Textauszug>
Von den befragten Lehrerinnen und Lehrern empfinden so gut wie alle (94 Prozent) die Arbeitsbelastung als hoch, über die Hälfte sogar als sehr hoch. Unter den Dingen, die sie entlasten könnten, liegen kleinere Klassen mit Abstand vorn (etwa zwei Drittel der Lehrkräfte sagen dies), gefolgt von externen Vertretungslehrkräften mit Fachkenntnissen. Stephan, Lehrer aus Schleswig-Holstein, schildert seine aktuelle Situation so:

"Durch Lehrermangel unterrichte ich momentan fast nur Englisch. Die Vor- und Nachbereitung des Unterrichts, die Korrekturen von Hausaufgaben, Tests und Klassenarbeiten lassen mich jedes Wochenende und alle kurzen Ferien (14 Tage) durcharbeiten." #NDRfragt-Mitglied Stephan (52) aus Schleswig-Holstein

Lehrkräfte aus der #NDRfragt-Community zur Arbeitsbelastung

#NDRfragt-Mitglied Kristin (39) aus Niedersachsen:
“Ich bin als Klassenlehrkraft extrem überlastet durch alles, was an Arbeit außerhalb des Unterrichts zu tun ist. Elternarbeit, Probleme der Schüler, unfassbar viel unnötige Bürokratie…”

Datensätze>

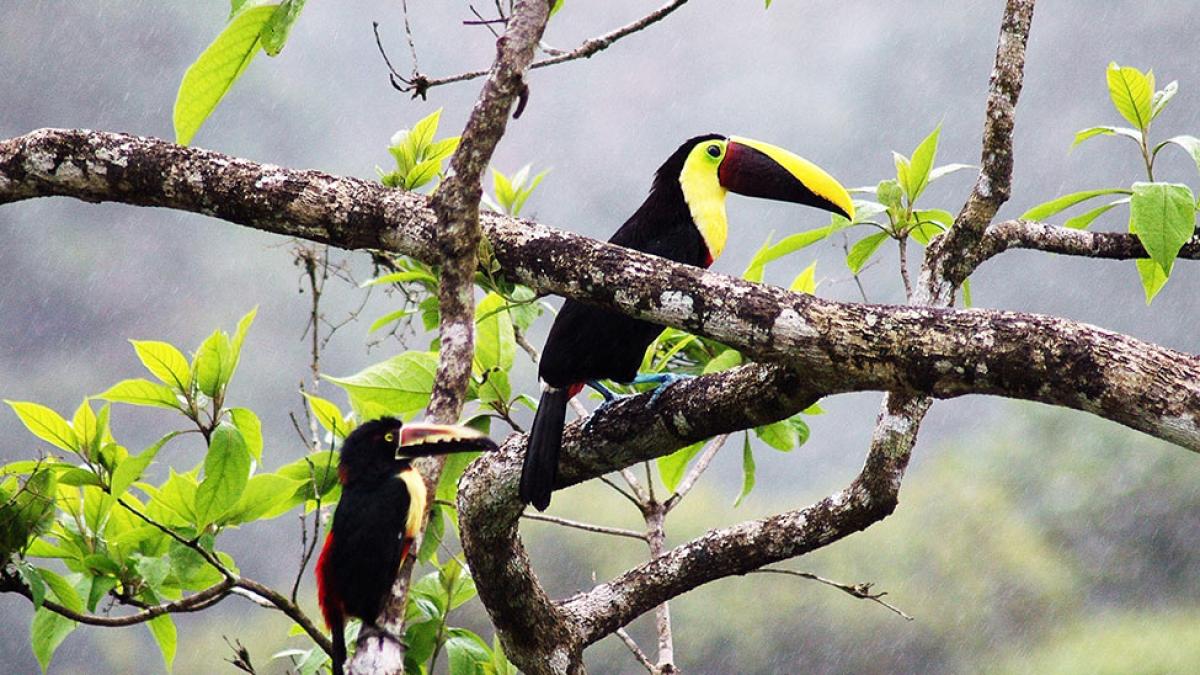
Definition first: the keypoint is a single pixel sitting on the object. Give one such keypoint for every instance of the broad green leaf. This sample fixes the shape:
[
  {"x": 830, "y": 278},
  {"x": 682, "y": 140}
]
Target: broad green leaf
[
  {"x": 1132, "y": 93},
  {"x": 226, "y": 473},
  {"x": 1084, "y": 220},
  {"x": 805, "y": 281},
  {"x": 217, "y": 67},
  {"x": 131, "y": 469},
  {"x": 46, "y": 424},
  {"x": 397, "y": 386},
  {"x": 1152, "y": 278},
  {"x": 267, "y": 496},
  {"x": 328, "y": 416},
  {"x": 862, "y": 251},
  {"x": 251, "y": 430},
  {"x": 165, "y": 362},
  {"x": 87, "y": 429},
  {"x": 922, "y": 163},
  {"x": 214, "y": 363},
  {"x": 424, "y": 131},
  {"x": 275, "y": 33},
  {"x": 1162, "y": 97},
  {"x": 1191, "y": 144},
  {"x": 1053, "y": 207},
  {"x": 46, "y": 633},
  {"x": 495, "y": 339},
  {"x": 1092, "y": 132},
  {"x": 748, "y": 471},
  {"x": 162, "y": 628},
  {"x": 1163, "y": 216},
  {"x": 64, "y": 592},
  {"x": 239, "y": 335},
  {"x": 142, "y": 393}
]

Aufgaben>
1 – Warum muss Stephan laut dem Textauszug jedes Wochenende und alle kurzen Ferien durcharbeiten? Antworten Sie in ein bis drei Sätzen.
2 – Schreiben Sie alle Datensätze oben Zeile für Zeile unverändert ab. Lassen Sie die Bilder in Ihrer Antwort weg.

Lösungen>
1 – Die Vor- und Nachbereitung des Unterrichts sowie die Korrekturen von Hausaufgaben, Tests und Klassenarbeiten lassen ihn jedes Wochenende und alle kurzen Ferien durcharbeiten. Dabei unterrichtet er wegen des Lehrermangels momentan fast nur Englisch.

2 –
Definition first: the keypoint is a single pixel sitting on the object. Give one such keypoint for every instance of the broad green leaf. This sample fixes the shape:
[
  {"x": 830, "y": 278},
  {"x": 682, "y": 140}
]
Target: broad green leaf
[
  {"x": 1132, "y": 93},
  {"x": 226, "y": 473},
  {"x": 1084, "y": 220},
  {"x": 805, "y": 281},
  {"x": 217, "y": 67},
  {"x": 131, "y": 469},
  {"x": 46, "y": 424},
  {"x": 397, "y": 386},
  {"x": 1152, "y": 278},
  {"x": 267, "y": 496},
  {"x": 328, "y": 416},
  {"x": 862, "y": 251},
  {"x": 251, "y": 430},
  {"x": 165, "y": 362},
  {"x": 87, "y": 429},
  {"x": 922, "y": 163},
  {"x": 214, "y": 363},
  {"x": 424, "y": 131},
  {"x": 275, "y": 33},
  {"x": 1162, "y": 97},
  {"x": 1191, "y": 144},
  {"x": 1053, "y": 207},
  {"x": 46, "y": 633},
  {"x": 495, "y": 339},
  {"x": 1092, "y": 132},
  {"x": 748, "y": 471},
  {"x": 162, "y": 628},
  {"x": 1163, "y": 216},
  {"x": 64, "y": 592},
  {"x": 239, "y": 335},
  {"x": 142, "y": 393}
]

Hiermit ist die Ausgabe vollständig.